→ **RECORDS SUPPLIED**
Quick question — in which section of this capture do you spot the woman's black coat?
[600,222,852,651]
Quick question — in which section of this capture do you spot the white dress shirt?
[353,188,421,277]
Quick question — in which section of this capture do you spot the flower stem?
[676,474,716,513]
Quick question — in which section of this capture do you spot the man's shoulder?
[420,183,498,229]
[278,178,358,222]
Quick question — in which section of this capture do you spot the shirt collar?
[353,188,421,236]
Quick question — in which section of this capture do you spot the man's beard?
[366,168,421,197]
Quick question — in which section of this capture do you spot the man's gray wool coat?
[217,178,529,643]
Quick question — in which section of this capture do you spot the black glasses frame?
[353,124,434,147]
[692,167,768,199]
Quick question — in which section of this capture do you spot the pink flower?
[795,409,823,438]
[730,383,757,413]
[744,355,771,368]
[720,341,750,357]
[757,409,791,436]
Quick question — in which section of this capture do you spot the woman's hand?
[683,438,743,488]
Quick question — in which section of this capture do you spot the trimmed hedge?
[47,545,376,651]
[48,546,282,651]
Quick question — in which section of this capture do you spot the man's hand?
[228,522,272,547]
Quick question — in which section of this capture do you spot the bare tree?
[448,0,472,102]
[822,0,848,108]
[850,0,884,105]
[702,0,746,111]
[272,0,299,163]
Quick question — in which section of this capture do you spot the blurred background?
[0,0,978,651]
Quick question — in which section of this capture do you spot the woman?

→ **INSTRUCTIONS TO FOLLOW**
Please write out all of the material above again, substituting "see" for each "spot" and leaving everything else unchanged.

→ **RESULT**
Quick question — in which section of this capture do you see the woman's black coat?
[600,222,852,651]
Quick question — in which section of this capture do you see the white dress shirt?
[353,188,421,277]
Quick question — in which section of this capture do you see the flower stem?
[676,474,716,513]
Quick question — in which section of this capture do you see the man's shoulder?
[420,183,498,229]
[278,178,358,222]
Quick question — in which section of this capture do you see the shirt collar?
[353,188,421,236]
Quick question — in which section of this capture do you see the man's beard?
[366,168,421,197]
Quick question — in which section of this capture do you see the man's gray wool coat?
[217,178,529,643]
Quick question — in which section of this capture do you see the black glasses frame?
[353,124,434,147]
[692,167,768,199]
Quick question — in which section of this capture do you see the pink flower?
[795,409,823,438]
[730,383,757,413]
[744,355,771,368]
[720,341,750,357]
[757,409,791,436]
Quick question — in which section of this capture do you see the woman's hand?
[683,438,743,488]
Quick question — in which section of this capture do you see the trimmed hedge?
[47,545,376,651]
[48,546,282,651]
Quick question — in which section of this capture do you see the man's hand?
[228,522,272,547]
Quick question — in which section of this capture do you see the bare tree?
[448,0,472,102]
[822,0,848,108]
[850,0,884,105]
[702,0,746,111]
[272,0,299,163]
Quick question — in which section of this capture do you see the blurred background?
[0,0,978,651]
Quick question — in which section of this capture do you see the woman?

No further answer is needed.